■ **Work to complete**
Arrange the entries between the lines holding "A point falls on each instance of the plaid fringed" and "(855, 1172)", inclusive, as a two-column CSV with columns entry_text and answer. Give one row per entry, with its text and its answer each in a single quoted field and any line breaks replaced by spaces.

■ **Data supplied**
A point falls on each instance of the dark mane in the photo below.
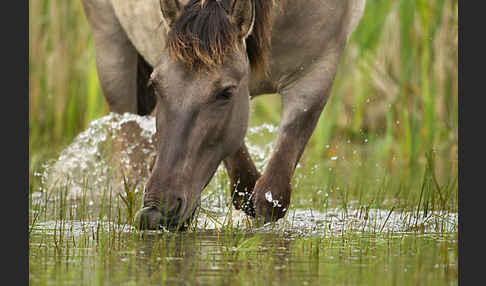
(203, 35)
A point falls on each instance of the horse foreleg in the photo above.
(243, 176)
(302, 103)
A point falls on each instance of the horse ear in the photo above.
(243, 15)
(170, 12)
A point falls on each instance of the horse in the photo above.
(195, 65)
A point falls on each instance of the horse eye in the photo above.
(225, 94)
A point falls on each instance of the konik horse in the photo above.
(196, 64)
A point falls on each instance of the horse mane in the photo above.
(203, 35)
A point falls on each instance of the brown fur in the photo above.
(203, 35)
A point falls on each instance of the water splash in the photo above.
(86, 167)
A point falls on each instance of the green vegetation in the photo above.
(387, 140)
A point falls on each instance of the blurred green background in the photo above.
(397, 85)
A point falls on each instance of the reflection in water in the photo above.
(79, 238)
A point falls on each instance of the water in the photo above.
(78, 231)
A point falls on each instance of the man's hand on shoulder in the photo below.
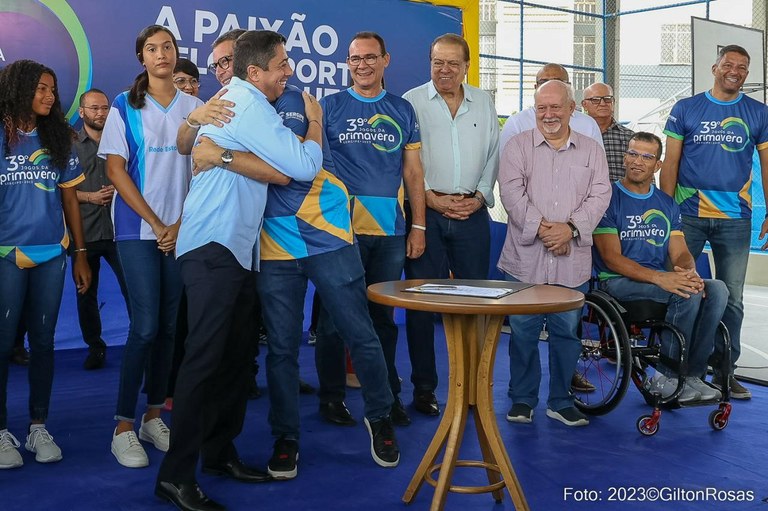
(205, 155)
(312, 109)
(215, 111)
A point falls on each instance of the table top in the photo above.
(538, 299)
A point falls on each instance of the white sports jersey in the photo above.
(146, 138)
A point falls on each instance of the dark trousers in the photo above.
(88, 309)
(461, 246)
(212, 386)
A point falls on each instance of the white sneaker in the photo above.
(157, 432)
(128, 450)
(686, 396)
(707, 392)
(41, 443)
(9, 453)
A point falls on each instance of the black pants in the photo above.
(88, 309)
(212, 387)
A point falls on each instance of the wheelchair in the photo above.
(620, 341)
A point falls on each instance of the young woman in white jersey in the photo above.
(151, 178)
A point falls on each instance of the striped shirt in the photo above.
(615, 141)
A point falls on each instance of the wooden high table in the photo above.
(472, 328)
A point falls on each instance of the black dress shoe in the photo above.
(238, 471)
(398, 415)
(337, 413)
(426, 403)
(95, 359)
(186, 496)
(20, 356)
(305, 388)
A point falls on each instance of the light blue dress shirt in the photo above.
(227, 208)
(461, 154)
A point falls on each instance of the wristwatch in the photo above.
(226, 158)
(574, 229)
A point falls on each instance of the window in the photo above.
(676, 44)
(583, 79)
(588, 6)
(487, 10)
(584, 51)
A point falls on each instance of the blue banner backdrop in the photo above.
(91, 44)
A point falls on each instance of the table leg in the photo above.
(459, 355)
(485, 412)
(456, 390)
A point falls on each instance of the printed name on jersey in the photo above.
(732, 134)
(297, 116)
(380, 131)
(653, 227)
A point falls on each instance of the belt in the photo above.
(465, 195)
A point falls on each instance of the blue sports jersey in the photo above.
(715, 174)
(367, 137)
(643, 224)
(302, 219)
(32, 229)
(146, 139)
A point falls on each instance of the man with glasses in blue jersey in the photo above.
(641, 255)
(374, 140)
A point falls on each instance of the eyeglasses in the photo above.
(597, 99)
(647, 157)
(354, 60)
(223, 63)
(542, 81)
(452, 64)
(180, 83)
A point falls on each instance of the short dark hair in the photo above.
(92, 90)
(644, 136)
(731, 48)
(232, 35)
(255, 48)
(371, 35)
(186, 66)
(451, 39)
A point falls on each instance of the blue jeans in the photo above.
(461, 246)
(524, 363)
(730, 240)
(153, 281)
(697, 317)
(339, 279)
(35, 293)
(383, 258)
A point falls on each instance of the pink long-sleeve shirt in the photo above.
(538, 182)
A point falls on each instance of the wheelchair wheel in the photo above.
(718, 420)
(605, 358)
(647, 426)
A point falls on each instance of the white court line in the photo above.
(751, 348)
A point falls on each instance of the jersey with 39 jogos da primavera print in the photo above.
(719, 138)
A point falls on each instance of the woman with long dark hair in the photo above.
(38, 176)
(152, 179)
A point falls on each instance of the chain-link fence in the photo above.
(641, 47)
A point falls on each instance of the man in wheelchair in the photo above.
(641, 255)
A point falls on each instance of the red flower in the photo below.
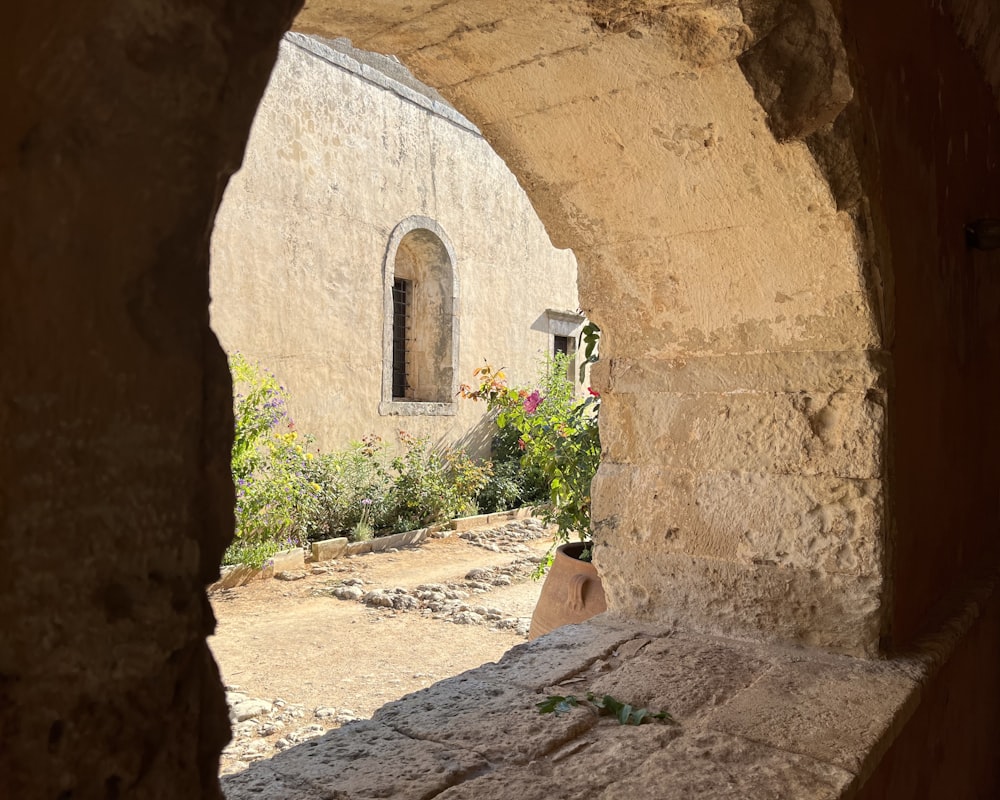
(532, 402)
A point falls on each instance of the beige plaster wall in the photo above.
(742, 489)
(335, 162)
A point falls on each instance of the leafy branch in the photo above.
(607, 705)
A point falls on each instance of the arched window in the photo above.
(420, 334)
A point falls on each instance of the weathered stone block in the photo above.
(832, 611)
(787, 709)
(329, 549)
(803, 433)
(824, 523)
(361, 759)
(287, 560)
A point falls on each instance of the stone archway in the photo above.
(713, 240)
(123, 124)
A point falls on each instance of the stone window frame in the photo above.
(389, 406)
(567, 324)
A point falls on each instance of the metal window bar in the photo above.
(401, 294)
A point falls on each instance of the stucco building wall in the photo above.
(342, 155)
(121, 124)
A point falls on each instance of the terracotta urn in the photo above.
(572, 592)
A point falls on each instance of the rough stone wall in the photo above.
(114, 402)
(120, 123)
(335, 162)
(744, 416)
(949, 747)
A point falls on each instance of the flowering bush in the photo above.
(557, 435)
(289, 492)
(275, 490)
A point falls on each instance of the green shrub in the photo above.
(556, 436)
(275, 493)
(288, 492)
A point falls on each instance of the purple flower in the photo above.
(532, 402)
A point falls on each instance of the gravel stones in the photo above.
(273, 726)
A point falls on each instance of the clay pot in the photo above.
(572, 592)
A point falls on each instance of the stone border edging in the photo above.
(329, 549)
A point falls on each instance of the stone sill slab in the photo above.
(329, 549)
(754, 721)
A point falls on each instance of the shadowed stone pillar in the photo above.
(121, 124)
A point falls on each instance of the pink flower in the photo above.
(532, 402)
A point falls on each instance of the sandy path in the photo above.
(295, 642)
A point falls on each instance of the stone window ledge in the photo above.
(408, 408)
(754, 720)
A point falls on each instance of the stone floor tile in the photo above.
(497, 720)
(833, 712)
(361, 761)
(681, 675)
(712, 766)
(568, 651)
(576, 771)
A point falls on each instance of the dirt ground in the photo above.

...

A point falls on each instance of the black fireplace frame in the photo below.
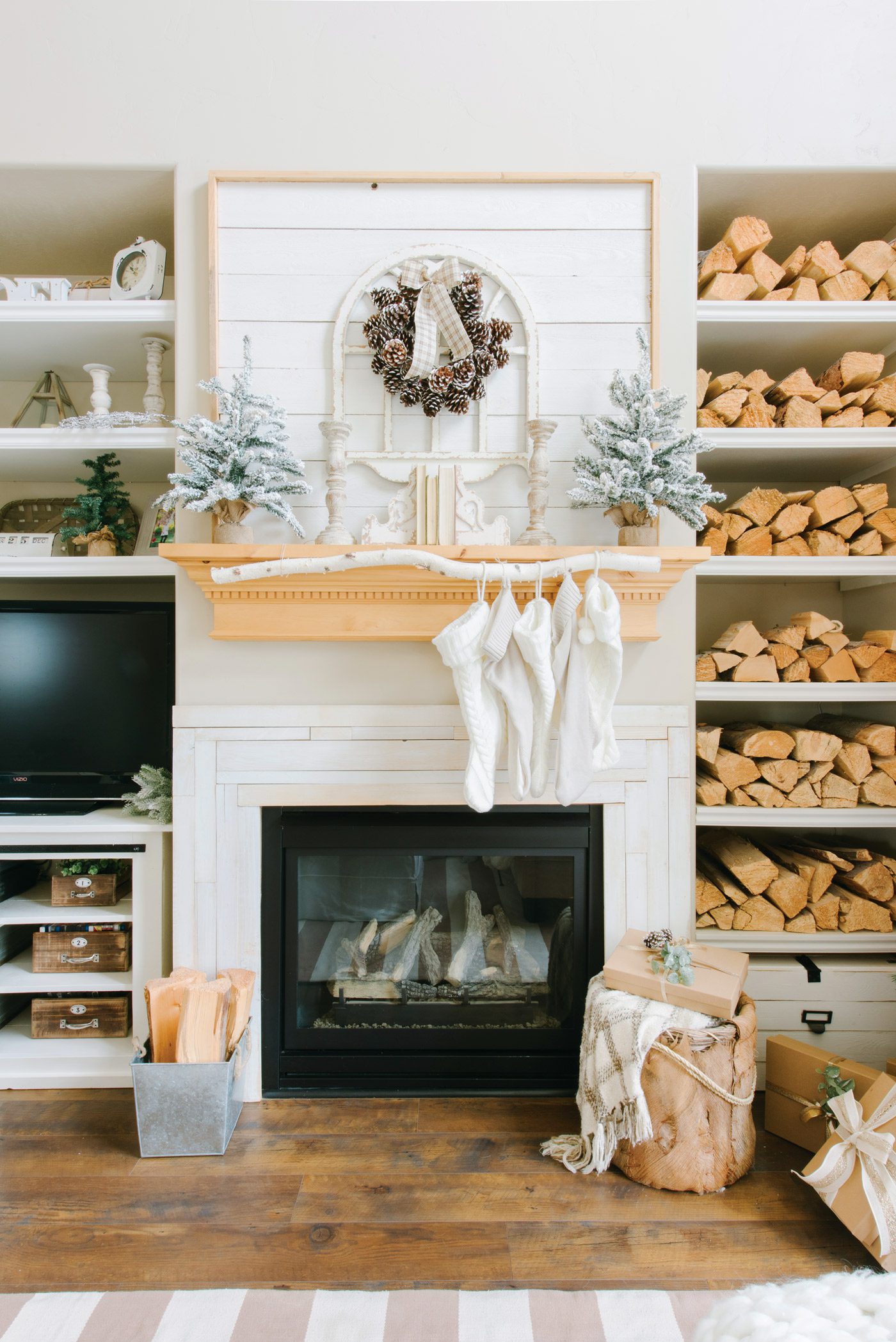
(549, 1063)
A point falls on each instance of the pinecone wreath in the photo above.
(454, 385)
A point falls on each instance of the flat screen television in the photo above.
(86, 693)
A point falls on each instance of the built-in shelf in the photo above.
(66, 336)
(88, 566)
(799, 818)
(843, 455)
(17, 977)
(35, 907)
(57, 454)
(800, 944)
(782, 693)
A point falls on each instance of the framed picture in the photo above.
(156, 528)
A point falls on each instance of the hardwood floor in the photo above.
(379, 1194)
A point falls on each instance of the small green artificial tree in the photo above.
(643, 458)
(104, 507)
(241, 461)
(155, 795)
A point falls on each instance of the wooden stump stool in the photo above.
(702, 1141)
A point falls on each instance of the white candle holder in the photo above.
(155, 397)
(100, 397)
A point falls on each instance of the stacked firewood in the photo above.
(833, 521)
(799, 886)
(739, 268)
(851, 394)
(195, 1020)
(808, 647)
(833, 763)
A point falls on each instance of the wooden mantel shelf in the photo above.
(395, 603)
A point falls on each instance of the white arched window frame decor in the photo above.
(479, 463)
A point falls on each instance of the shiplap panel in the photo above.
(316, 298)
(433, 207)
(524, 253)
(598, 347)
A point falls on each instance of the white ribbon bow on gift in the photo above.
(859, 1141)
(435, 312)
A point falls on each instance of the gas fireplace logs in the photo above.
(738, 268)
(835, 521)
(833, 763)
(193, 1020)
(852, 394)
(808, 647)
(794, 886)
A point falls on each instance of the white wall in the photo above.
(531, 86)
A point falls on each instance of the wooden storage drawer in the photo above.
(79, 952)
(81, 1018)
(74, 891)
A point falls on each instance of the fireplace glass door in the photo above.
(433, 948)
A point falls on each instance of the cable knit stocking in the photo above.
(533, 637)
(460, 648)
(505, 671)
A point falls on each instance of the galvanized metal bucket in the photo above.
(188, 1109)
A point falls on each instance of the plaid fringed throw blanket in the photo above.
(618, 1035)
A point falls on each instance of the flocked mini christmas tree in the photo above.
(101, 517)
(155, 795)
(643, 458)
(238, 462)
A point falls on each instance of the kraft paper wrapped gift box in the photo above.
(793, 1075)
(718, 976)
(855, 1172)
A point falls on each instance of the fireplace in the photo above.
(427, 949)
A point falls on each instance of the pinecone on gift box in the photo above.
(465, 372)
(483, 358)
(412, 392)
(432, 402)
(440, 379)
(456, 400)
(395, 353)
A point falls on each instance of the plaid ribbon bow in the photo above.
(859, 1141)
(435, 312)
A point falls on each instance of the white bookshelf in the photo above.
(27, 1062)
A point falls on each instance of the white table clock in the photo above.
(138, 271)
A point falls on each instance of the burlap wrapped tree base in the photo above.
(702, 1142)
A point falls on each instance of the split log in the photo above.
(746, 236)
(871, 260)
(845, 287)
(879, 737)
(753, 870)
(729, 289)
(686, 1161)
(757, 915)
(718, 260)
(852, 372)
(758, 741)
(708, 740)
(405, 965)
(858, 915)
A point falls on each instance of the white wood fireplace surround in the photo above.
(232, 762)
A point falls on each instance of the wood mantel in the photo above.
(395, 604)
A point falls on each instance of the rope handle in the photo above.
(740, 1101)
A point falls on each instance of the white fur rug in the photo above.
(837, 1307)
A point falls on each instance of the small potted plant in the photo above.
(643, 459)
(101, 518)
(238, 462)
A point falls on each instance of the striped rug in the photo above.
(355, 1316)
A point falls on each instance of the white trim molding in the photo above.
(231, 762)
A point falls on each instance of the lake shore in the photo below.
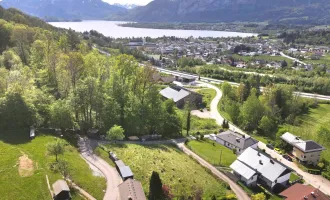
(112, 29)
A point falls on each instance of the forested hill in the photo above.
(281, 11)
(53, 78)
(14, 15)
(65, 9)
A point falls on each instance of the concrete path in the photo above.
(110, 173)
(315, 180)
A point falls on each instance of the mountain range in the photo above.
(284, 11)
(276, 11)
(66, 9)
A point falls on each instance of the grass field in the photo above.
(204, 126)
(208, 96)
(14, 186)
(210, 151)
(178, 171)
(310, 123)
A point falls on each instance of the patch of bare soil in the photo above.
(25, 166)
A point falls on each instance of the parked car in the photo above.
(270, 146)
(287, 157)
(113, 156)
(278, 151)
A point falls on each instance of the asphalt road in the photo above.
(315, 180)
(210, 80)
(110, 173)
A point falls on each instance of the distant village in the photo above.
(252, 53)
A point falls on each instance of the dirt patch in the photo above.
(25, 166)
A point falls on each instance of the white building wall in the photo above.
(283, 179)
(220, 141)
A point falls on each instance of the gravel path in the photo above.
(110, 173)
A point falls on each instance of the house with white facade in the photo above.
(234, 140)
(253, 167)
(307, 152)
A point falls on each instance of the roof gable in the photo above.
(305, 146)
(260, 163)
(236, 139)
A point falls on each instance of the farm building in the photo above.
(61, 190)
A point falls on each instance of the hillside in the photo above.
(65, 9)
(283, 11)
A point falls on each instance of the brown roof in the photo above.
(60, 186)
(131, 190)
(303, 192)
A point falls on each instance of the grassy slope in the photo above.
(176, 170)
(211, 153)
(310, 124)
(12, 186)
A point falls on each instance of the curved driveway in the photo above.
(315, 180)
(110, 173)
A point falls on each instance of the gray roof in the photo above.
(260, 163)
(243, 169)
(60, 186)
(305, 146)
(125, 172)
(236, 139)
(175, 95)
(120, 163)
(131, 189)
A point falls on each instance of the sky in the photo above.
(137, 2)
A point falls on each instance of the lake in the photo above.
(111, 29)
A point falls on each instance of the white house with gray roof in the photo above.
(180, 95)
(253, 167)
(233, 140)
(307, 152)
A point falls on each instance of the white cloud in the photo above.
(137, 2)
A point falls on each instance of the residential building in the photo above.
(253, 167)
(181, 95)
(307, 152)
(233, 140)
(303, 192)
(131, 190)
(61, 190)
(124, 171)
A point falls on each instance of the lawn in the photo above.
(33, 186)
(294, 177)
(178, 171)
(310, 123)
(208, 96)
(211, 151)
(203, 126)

■ **Exercise output**
entry_text,answer
"A point falls on each instance of the plaid fringed throw blanket in the photo above.","(618, 1035)"
"A point falls on each instance of the flocked mini christmas tree in the photo above.","(101, 517) (155, 795) (643, 458) (238, 462)"
"A point falls on each instance of the kraft paper wrapped gift box in the photo above.","(793, 1075) (718, 976) (855, 1172)"